YOUR INSTRUCTIONS: In the records below, copy out word for word every line starting at the one containing "Can you find the vegetation?" and ending at the one containing "x=137, y=11", with both of those lines included.

EXERCISE INPUTS:
** Begin **
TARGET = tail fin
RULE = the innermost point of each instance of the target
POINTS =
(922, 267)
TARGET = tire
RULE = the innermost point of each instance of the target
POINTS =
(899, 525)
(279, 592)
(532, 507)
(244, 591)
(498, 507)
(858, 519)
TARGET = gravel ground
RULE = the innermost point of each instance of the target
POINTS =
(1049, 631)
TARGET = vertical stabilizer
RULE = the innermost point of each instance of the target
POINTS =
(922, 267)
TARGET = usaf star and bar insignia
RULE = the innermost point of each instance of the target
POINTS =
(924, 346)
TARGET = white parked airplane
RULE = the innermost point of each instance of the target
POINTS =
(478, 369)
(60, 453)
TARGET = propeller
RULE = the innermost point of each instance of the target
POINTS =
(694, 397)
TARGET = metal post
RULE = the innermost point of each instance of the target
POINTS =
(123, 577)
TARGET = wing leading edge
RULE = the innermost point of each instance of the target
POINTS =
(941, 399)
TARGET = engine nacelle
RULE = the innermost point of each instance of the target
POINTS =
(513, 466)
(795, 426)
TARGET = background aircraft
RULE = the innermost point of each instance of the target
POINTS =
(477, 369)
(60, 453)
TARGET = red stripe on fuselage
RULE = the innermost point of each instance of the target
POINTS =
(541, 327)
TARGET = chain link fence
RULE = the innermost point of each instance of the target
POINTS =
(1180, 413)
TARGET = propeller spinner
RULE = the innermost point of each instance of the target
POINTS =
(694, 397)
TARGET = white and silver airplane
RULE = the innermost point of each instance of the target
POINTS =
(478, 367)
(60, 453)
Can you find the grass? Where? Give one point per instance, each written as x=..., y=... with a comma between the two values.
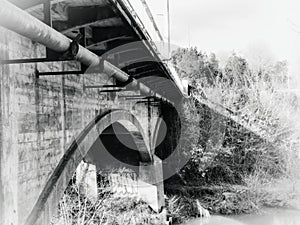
x=108, y=209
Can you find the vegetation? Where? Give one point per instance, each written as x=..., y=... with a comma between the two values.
x=231, y=169
x=76, y=208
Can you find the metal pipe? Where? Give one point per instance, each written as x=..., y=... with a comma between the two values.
x=21, y=22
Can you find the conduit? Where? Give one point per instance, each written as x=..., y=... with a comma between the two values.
x=21, y=22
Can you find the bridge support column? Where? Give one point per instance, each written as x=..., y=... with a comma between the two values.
x=150, y=184
x=86, y=179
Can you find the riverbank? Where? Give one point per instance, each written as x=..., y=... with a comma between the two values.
x=269, y=217
x=233, y=200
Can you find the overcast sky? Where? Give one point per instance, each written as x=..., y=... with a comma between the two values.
x=264, y=27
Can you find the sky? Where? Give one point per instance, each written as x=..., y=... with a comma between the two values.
x=255, y=29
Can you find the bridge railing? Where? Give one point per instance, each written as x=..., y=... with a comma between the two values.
x=137, y=11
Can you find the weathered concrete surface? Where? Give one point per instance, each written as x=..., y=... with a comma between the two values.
x=41, y=117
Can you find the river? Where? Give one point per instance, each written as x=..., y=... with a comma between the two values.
x=270, y=217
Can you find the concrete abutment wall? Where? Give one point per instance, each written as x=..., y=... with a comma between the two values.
x=40, y=118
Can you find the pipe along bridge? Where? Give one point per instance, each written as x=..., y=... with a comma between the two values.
x=83, y=87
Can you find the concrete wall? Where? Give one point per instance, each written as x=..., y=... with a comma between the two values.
x=39, y=118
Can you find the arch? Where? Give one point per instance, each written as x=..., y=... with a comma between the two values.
x=59, y=179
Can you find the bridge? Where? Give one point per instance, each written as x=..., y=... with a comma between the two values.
x=82, y=82
x=82, y=85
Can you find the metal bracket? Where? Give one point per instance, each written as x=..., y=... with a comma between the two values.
x=124, y=84
x=105, y=88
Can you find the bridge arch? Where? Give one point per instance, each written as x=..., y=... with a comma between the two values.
x=77, y=151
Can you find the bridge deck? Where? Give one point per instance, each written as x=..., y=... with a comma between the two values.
x=113, y=31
** End **
RESPONSE:
Can you find the vegetation? Where? Give one point per instance, each written as x=..., y=... with a comma between the two values.
x=231, y=169
x=76, y=208
Can you find the metal pipe? Where? Give one point per instance, each written as x=..., y=... with a comma between the two values.
x=21, y=22
Can you find the conduit? Where? Give one point per instance, each written as x=..., y=... with a comma between the two values.
x=21, y=22
Can you find the bridge support column? Where? Give one point per instance, each written as x=..., y=... with a comma between the two values.
x=150, y=184
x=86, y=179
Can you find the riverbank? Where? Give one point per instance, each written as x=..., y=... with a comma between the two values.
x=269, y=217
x=233, y=200
Can you find the overcast sky? Where? Give one point per instance, each written as x=..., y=... with a comma between the two values.
x=264, y=27
Can you find the sky? Where? Give one point per instance, each written as x=..., y=... with a comma between the two values.
x=255, y=29
Can you find the bridge railing? Where? Give one point per instance, each written as x=..., y=... with a comma between the two values.
x=137, y=11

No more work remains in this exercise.